[[ Passage, beginning ]]
Many salamanders have the special ability to regenerate a lost limb, but adult mammals cannot. The axolotl is a Mexican salamander that is an endangered species in the wild. However, it is unlike most salamanders.

Metamorphosis frog Meyers

Normally, amphibians, like salamanders and frogs, go through the process of metamorphosis which begins with an egg that hatches into a larvae with gills to live underwater. As they gradually reach the adult stage, salamanders and frogs begin to lose and gain certain traits that allow them to adapt from an aquatic environment to a terrestrial habitat.

Axolotl

Axolotls are adorable creatures that are a special species of salamanders. Instead of going to the process of metamorphosis, they go through the process of paedomorphosis in which they retain their aquatic juvenile state for the rest of their life cycle.

Most salamanders have regenerative abilities but none to the extent of the axolotl. Axolotls can regenerate almost any body part, including the brain, heart, lungs, spinal cord, skin, tail and more. This possibly has to do with their juvenile state. Mammalian embryos and juveniles have the ability to regenerate to some extent, such as the heart tissue and fingertips. However, once mammals reach the adult stage, regeneration just simply isn’t the solution anymore. Mammals being to form a scar at the location of injury.
[[ Passage, end ]]
[[ Data extract, beginning ]]
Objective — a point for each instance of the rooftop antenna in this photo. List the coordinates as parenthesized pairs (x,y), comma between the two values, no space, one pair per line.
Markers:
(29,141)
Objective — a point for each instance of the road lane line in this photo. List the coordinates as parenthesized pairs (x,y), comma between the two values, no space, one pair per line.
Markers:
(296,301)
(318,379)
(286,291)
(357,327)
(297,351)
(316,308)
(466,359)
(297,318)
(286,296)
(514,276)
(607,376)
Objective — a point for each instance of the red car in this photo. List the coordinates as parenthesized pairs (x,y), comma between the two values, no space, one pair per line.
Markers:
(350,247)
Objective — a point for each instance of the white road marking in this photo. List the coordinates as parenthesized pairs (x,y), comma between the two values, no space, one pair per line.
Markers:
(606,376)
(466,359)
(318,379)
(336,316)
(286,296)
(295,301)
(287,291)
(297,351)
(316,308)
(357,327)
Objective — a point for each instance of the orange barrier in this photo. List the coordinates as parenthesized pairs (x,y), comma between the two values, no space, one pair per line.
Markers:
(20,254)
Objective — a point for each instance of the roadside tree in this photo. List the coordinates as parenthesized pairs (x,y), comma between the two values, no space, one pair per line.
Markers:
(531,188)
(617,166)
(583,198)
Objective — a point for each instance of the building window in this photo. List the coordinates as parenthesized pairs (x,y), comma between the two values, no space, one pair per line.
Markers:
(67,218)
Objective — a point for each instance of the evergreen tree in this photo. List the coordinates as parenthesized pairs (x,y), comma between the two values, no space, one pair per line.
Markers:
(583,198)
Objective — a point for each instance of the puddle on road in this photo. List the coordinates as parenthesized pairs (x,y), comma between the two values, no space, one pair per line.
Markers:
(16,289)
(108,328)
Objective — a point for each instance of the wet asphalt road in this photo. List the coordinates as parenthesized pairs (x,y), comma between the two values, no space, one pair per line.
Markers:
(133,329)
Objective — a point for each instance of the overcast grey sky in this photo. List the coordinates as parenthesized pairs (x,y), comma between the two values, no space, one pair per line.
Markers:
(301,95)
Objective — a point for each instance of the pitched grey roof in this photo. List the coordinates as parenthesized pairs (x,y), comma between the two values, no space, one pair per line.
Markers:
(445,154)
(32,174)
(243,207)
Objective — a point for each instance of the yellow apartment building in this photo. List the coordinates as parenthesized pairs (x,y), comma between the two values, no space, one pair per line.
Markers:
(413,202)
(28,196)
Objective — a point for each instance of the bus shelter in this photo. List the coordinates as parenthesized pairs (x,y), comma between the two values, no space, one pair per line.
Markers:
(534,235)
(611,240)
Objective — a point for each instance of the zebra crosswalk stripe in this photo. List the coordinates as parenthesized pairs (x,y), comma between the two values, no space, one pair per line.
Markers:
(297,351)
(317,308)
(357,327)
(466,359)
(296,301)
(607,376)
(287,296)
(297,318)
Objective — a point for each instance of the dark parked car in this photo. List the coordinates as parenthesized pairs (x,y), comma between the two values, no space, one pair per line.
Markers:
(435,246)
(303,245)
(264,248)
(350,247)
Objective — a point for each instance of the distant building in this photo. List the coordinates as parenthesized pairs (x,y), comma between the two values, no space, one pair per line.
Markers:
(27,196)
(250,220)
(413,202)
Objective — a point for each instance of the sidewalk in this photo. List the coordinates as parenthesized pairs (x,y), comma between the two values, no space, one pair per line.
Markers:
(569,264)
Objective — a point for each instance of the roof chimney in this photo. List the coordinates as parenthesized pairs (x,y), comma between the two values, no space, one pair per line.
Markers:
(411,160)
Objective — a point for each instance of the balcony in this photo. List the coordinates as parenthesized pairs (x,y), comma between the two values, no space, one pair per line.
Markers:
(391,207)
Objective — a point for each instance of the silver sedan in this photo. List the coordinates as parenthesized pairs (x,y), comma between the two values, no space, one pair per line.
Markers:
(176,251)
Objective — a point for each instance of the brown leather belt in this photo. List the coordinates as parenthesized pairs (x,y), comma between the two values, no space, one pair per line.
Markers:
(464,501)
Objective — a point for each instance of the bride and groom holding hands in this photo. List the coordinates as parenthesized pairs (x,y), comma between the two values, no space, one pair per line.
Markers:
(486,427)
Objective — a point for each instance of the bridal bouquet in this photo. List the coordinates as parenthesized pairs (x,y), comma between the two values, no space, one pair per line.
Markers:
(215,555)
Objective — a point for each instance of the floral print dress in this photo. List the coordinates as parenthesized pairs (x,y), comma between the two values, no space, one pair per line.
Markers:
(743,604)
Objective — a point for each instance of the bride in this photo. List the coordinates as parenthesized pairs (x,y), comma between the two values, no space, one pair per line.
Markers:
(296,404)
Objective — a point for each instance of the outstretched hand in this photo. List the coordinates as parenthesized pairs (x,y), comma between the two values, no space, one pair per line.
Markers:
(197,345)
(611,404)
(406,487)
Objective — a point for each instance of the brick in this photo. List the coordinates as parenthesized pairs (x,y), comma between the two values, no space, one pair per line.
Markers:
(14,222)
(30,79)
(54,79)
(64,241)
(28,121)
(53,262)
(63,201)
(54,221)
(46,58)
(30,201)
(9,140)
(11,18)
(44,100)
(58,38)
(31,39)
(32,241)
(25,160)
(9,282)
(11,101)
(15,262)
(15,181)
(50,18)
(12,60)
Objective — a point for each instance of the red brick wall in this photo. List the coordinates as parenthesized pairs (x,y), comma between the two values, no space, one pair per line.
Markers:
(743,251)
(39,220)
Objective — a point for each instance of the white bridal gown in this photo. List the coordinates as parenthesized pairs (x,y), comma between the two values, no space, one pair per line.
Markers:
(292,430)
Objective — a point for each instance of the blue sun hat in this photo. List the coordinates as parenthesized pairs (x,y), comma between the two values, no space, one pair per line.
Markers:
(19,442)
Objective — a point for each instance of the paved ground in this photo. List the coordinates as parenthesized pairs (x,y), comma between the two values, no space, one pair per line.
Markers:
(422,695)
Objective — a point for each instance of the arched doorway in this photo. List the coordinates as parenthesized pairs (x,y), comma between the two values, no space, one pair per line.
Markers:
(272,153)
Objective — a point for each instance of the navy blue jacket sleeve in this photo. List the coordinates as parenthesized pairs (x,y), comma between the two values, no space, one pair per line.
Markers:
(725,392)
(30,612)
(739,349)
[[ Data extract, end ]]
Task instructions: Pick up the passage on axolotls and regeneration after its last sentence and carry it on.

Task response:
A team of scientists led by James Godwin, Ph.D., of the Mount Desert Island Biological Laboratory in Bar Harbor, Maine, approached the mystery of molecular regeneration by studying the axolotl, a highly regenerative salamander, versus an adult mouse, a mammal that has limited regenerative ability. In this research, Godwin compared immune cells called macrophages in the axolotl to the macrophages in the mouse to identify the factor that contributed to regeneration. It turns out that the macrophages are crucial to the process of regeneration. When the macrophages were depleted in the axolotl, it formed a scar like mammals do instead of regenerating. Macrophage signalling was similar in both axolotls and mammals when exposed to pathogens such as bacteria, funguses, and viruses. However, when the axolotl was exposed to these pathogens, the signalling promoted new tissue growth while in the mouse, it promoted scarring. Continual research of macrophage signalling in axolotls might one day be able to pull us closer to human regeneration.

In the future, when we need to surgically remove parts of our organs, axolotl regeneration might come in quite handy to regrow our important organs!

This research article relates back to AP Biology because macrophages work together with the its lysosomes to break down foreign pathogens. These macrophages will engulf these invading pathogens into intracellular membrane vesicles through the process of phagocytosis. Once entrapped in the vesicles, the pathogens will be killed with acid.